## Document passage
_ _ _ _
DIMINISHING RETURNS

~ a path to shared joy? ~

Fat Cat eating pizza with drool, looking defeated - and a scrawny cat looking with delight about to take a bite of Pizza

Ever noticed that the first slice of pizza is always the best and each slice afterwards never quite matches up? Well, welcome to...

THE LAW OF DIMINISHING RETURNS

This is a principle from economics which holds that as investment increases, returns diminish relative to the investment (or cost). Tap the graph below to see various diminishing returns scenarios..

The black line represents return-on-investment. The linear growth line shows what it would look like if returns equaled cost. As you can see the returns begin well, returning more than the cost but at a point they fall below the cost.

SATISFICING

In economic terms this form of optimising returns relative to costs is called satisficing. This makes a compromise between no investment and investing everything, finding the sweet spot to get the highest return per unit of cost.
_ _ _ _
## Supplied information
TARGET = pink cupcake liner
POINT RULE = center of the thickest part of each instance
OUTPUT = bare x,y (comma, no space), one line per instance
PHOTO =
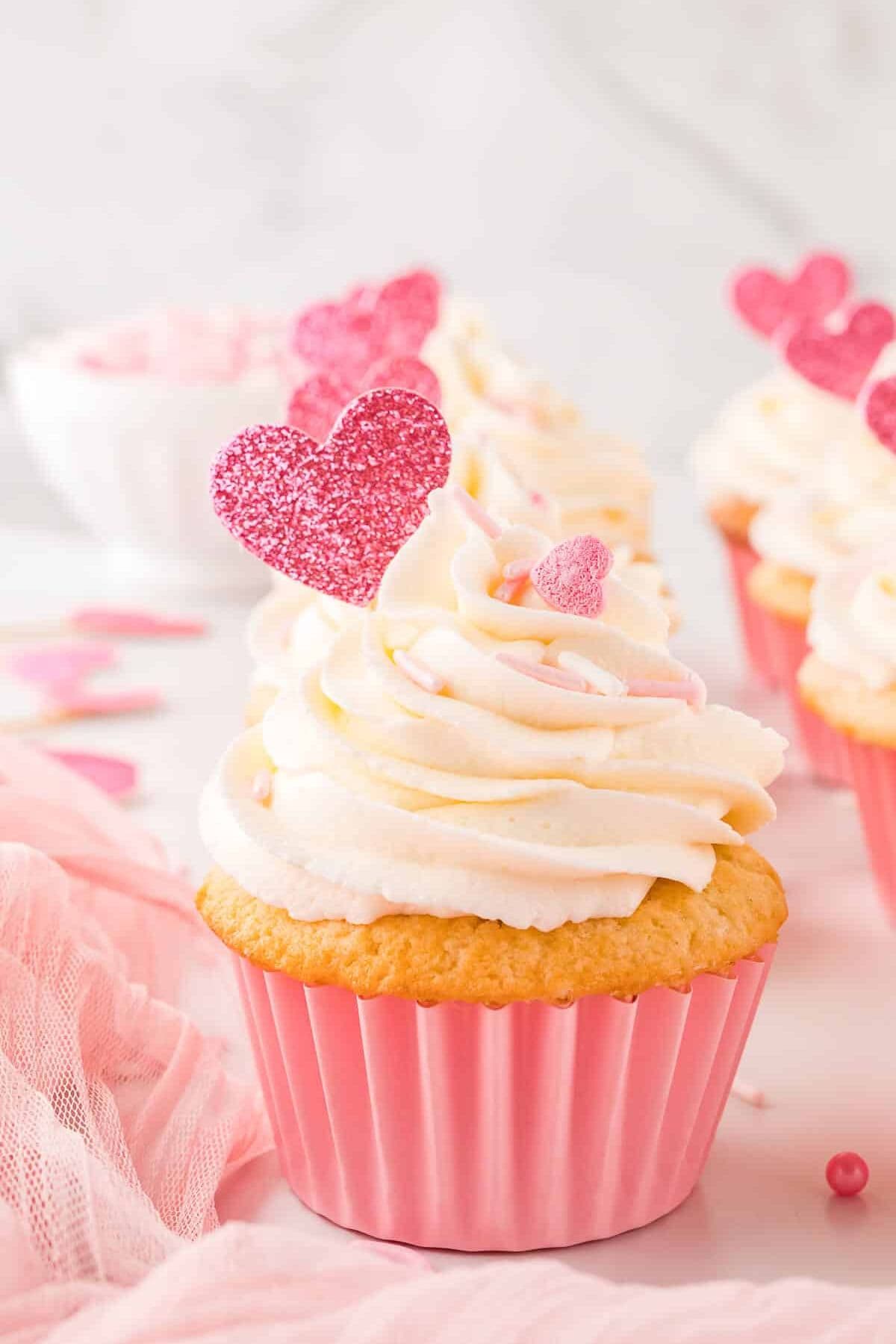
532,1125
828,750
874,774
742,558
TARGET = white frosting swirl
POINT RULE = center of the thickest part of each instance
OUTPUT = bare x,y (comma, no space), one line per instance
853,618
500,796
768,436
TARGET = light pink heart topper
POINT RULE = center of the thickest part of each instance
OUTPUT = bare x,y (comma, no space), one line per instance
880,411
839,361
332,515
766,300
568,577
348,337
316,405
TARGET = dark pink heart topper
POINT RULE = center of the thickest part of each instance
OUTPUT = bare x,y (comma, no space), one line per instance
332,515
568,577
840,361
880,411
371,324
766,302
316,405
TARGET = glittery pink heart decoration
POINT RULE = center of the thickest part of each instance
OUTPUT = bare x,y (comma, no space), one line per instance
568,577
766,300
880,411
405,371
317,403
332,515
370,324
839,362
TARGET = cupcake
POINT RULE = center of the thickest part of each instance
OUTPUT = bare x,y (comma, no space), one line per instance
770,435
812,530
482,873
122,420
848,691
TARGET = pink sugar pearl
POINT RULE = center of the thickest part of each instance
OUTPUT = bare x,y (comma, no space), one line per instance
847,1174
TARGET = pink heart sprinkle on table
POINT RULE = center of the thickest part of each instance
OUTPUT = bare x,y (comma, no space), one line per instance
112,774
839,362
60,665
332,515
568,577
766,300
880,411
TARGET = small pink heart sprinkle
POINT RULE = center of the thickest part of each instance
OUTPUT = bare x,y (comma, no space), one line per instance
_ _ _ _
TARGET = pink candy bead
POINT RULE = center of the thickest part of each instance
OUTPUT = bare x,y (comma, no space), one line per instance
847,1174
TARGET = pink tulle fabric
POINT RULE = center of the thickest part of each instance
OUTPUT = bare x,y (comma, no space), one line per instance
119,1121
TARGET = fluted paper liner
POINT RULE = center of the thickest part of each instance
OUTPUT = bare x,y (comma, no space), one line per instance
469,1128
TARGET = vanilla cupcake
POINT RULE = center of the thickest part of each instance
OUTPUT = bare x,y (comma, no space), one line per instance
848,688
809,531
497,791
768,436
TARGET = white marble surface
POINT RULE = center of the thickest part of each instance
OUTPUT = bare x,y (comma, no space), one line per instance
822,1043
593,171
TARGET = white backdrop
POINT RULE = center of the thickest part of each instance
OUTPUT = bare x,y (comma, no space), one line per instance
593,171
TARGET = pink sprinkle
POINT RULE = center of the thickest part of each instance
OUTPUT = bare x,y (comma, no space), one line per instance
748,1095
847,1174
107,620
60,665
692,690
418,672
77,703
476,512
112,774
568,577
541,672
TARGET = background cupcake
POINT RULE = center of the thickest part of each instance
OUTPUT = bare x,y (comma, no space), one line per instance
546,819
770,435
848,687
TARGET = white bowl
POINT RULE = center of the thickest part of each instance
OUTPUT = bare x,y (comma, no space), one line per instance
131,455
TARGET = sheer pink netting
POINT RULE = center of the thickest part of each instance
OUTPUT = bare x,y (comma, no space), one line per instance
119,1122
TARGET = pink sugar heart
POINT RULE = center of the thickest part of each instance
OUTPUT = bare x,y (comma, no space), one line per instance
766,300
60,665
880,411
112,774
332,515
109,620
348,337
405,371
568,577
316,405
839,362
_ _ _ _
Please copy word for word the part of the diminishing returns text between "Fat Cat eating" and "diminishing returns scenarios..", inclusive.

Fat Cat eating pizza with drool, looking defeated - and a scrawny cat looking with delight about to take a bite of Pizza

Ever noticed that the first slice of pizza is always the best and each slice afterwards never quite matches up? Well, welcome to...

THE LAW OF DIMINISHING RETURNS

This is a principle from economics which holds that as investment increases, returns diminish relative to the investment (or cost). Tap the graph below to see various diminishing returns scenarios..